◆ **Given task**
Reproduce every line of the material below without changing anything.

◆ **Source records**

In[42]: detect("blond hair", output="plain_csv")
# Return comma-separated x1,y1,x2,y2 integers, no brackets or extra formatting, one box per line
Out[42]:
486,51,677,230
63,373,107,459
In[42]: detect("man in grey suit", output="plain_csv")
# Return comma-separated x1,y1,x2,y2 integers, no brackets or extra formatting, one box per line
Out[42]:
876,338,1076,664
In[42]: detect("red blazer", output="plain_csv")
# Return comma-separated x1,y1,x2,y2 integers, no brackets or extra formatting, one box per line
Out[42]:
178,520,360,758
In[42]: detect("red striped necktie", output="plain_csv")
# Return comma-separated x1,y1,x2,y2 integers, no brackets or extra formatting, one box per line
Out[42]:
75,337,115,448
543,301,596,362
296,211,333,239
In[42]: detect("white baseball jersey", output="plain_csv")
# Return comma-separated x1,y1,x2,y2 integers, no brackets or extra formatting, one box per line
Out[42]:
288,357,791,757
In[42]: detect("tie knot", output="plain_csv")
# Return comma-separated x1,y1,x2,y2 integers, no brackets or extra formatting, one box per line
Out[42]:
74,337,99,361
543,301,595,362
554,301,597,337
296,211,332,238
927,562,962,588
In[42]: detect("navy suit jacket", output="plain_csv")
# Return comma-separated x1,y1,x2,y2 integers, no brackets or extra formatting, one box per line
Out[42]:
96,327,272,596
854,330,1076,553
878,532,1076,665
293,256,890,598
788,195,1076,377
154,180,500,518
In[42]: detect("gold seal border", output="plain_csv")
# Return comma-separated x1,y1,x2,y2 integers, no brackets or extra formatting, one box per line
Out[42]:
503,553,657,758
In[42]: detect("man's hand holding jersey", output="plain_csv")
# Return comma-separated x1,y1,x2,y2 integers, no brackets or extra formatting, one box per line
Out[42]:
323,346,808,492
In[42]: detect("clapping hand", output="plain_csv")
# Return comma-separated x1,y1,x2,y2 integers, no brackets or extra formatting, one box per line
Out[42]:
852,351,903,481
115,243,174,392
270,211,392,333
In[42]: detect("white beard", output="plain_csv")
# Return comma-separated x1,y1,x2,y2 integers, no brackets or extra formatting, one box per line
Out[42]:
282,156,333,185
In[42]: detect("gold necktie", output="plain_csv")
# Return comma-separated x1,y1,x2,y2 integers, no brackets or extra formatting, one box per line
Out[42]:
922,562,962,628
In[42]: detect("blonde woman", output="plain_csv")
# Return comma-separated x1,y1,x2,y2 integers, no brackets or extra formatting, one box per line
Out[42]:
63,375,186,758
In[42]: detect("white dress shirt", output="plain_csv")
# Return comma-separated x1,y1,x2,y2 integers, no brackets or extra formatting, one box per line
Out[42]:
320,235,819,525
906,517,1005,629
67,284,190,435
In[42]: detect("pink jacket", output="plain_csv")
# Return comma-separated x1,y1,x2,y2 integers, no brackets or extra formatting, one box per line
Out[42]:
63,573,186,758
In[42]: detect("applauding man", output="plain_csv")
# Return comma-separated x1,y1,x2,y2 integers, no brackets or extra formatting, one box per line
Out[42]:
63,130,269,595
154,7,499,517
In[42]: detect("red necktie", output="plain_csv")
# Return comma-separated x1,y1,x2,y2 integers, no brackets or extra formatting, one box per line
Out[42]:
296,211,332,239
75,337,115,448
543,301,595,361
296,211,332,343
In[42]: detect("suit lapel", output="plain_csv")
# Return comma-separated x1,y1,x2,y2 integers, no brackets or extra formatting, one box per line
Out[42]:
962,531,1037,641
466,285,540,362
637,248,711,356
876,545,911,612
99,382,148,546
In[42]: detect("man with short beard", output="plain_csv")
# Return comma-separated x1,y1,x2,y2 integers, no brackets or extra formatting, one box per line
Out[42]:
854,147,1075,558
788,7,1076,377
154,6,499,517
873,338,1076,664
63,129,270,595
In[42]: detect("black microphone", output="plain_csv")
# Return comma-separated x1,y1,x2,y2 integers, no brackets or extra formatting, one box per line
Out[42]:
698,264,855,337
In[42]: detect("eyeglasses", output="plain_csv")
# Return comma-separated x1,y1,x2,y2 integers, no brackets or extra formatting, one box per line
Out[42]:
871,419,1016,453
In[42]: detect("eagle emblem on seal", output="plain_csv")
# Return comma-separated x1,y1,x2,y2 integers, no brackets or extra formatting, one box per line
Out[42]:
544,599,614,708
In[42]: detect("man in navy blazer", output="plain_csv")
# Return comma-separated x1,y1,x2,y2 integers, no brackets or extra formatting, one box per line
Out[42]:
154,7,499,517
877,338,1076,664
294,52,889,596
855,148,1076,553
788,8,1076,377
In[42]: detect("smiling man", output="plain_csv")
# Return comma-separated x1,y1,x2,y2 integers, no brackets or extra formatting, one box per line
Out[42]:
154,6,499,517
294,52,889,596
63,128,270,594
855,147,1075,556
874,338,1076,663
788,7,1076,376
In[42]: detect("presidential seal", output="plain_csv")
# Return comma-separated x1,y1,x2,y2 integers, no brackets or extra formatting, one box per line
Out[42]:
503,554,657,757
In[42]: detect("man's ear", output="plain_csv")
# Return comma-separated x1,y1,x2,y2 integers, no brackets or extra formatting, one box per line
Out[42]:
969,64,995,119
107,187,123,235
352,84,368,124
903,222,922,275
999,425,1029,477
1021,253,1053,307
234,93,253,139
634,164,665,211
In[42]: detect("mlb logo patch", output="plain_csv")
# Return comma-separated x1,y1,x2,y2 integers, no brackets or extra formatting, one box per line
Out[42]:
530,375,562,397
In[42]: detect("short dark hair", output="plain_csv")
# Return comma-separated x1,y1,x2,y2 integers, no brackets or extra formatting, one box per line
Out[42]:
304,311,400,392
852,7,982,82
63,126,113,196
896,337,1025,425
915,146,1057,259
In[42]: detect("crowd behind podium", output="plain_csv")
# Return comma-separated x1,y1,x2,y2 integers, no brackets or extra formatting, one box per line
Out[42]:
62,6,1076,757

◆ **Problem solution**
In[42]: detect("blond hair", output="plain_csv")
# Return comma-separated x1,y1,x2,y2 integers, no brackets or extra formatting, one box per line
Out[42]:
486,51,677,230
63,373,107,459
In[42]: detect("man in grey suit", output="plain_csv")
# Return comma-separated x1,y1,x2,y2 integers, no brackets or extra formatting, one box per line
Out[42]:
876,338,1076,664
In[42]: detect("red blazer", output="plain_csv")
# Return comma-separated x1,y1,x2,y2 integers, no brackets or extra formatting, one box per line
Out[42]:
178,520,360,758
In[42]: detect("red striped necktie", output="plain_csv")
# Return comma-separated x1,y1,x2,y2 integers, no brackets or extra formatting, one box per line
Out[42]:
75,337,115,448
543,301,596,362
296,211,333,239
In[42]: detect("white baseball jersey", output="plain_csv")
# Return comma-separated x1,y1,x2,y2 integers, no brackets or extra formatting, one box per line
Out[42]:
288,357,791,757
In[42]: detect("tie knot", output="plain_csv")
# Return comma-separated x1,y1,x2,y2 integers, no brackets or extra formatting, one box per line
Out[42]:
74,337,99,361
543,301,595,362
554,301,597,337
296,211,332,238
927,562,962,588
In[42]: detect("navy suit jacket", output="plain_csv")
# Return comma-separated x1,y1,x2,y2 integers, no brackets or extra formatting, one box per line
Out[42]:
96,327,272,596
854,330,1076,553
878,532,1076,665
293,256,890,598
788,195,1076,377
154,180,500,518
In[42]: detect("gold seal border", output="plain_csv")
# Return comma-separated x1,y1,x2,y2 integers, no brackets or extra formatting, one box per line
Out[42]:
503,553,657,758
In[42]: detect("man's hand holding jersey", output="plain_csv")
# Return comma-separated x1,y1,x2,y2 integers, no brackets or extra formatting, one box per line
Out[42]:
323,346,808,492
In[42]: detect("clapping hand", output="plain_csv")
# Return comma-separated x1,y1,x2,y2 integers, no brackets or extra formatting, one box per line
Out[42]:
852,351,903,481
115,243,174,392
270,211,392,333
In[42]: detect("white beard", output="plain_csv")
# Return comma-separated x1,y1,x2,y2 integers, no brackets or extra formatting, one box per line
Out[42]:
282,156,333,185
In[42]: detect("gold necktie", output="plain_csv")
# Return comma-separated x1,y1,x2,y2 integers, no brackets or extra formatting, one box per line
Out[42]:
922,562,962,628
In[42]: detect("blonde woman", output="plain_csv")
# Return comma-separated x1,y1,x2,y2 integers, no brackets or extra formatting, one box per line
Out[42]:
63,375,186,758
In[42]: detect("white dress shirt", output="plain_csv")
# Return comma-separated x1,y1,x2,y2 integers, no brackets or extra formatting, one box per line
Out[42]:
320,235,819,525
906,517,1005,629
67,284,190,435
In[42]: detect("pink jacket", output="plain_csv")
# Return comma-separated x1,y1,x2,y2 integers, no brackets or extra formatting, one box per line
Out[42]:
63,573,186,758
In[42]: detect("applauding man", output="plain_csv")
# Return comma-separated x1,y1,x2,y2 integers, no brackets or extra formatting, one box per line
Out[42]:
63,130,269,595
154,7,499,517
In[42]: detect("red necktie", output="plain_csv")
# Return comma-separated x1,y1,x2,y2 integers, no brackets or extra formatting, one box per line
Out[42]:
296,211,332,239
75,337,115,448
543,301,595,361
296,211,332,343
In[42]: detect("suit lapel", output="plain_csv")
# Return comma-separated x1,y1,x2,y2 integers, no brackets or extra formatting, one box per line
Out[42]:
962,531,1037,641
466,285,540,362
637,248,711,356
876,545,911,612
99,382,148,546
In[42]: detect("man with short beard", output="plain_csv")
# Return comma-separated x1,y1,x2,y2 integers, no brackets or extra formatting, one box per line
Out[42]:
854,147,1075,558
788,7,1076,377
154,6,499,517
873,338,1076,664
63,129,270,595
In[42]: detect("black microphone", output="plain_csv")
# Return comma-separated x1,y1,x2,y2 integers, no brackets or extra formatting, one box per line
Out[42]:
698,264,855,337
In[42]: detect("eyeglasses", output="plain_csv")
# Return comma-separated x1,y1,x2,y2 integers, no brackets or extra formatting, one box per line
Out[42]:
871,419,1016,453
In[42]: detect("eagle emblem on seal", output="plain_csv")
# Return comma-separated x1,y1,x2,y2 integers, no brackets or extra formatting, one box per line
Out[42]:
544,599,614,708
In[42]: detect("man in navy blazer", output="plain_csv")
# Return comma-separated x1,y1,x2,y2 integers, no brackets or extra formatting, one box per line
Out[42]:
154,7,499,517
877,338,1076,664
294,52,889,596
855,148,1076,553
788,8,1076,377
In[42]: detect("smiling man", output="plain_csv")
# Return comma-separated x1,y1,x2,y2 integers, no brackets or extra formatting, one box per line
Out[42]:
154,6,499,517
294,52,889,596
63,128,270,594
855,147,1075,556
874,338,1076,663
788,7,1076,376
In[42]: detect("presidential seal", output="plain_csv")
# Return comma-separated x1,y1,x2,y2 integers, no brackets or extra formatting, one box per line
Out[42]:
503,554,657,757
In[42]: detect("man's ear", output="plain_csv")
# Return comma-separated x1,y1,x2,y2 integers, no brackets or extra formatting, one box per line
Out[42]:
969,64,995,119
107,187,123,235
352,84,368,124
903,222,922,275
999,425,1029,477
1021,253,1053,307
234,93,253,139
634,164,665,211
In[42]: detect("mlb logo patch", output="plain_csv")
# Return comma-separated x1,y1,x2,y2 integers, no brackets or extra formatting, one box per line
Out[42]:
530,375,562,397
In[42]: detect("short dark hair", output="plain_csv")
# Return comma-separated x1,y1,x2,y2 integers, no brackets or extra formatting, one box per line
Out[42]:
304,311,400,392
852,7,982,82
63,126,113,196
896,337,1025,425
915,146,1057,259
In[42]: detect("crowd behind podium", output="plain_csv")
# Return comma-separated x1,y1,x2,y2 integers, no brackets or extra formatting, one box per line
Out[42]:
62,6,1076,757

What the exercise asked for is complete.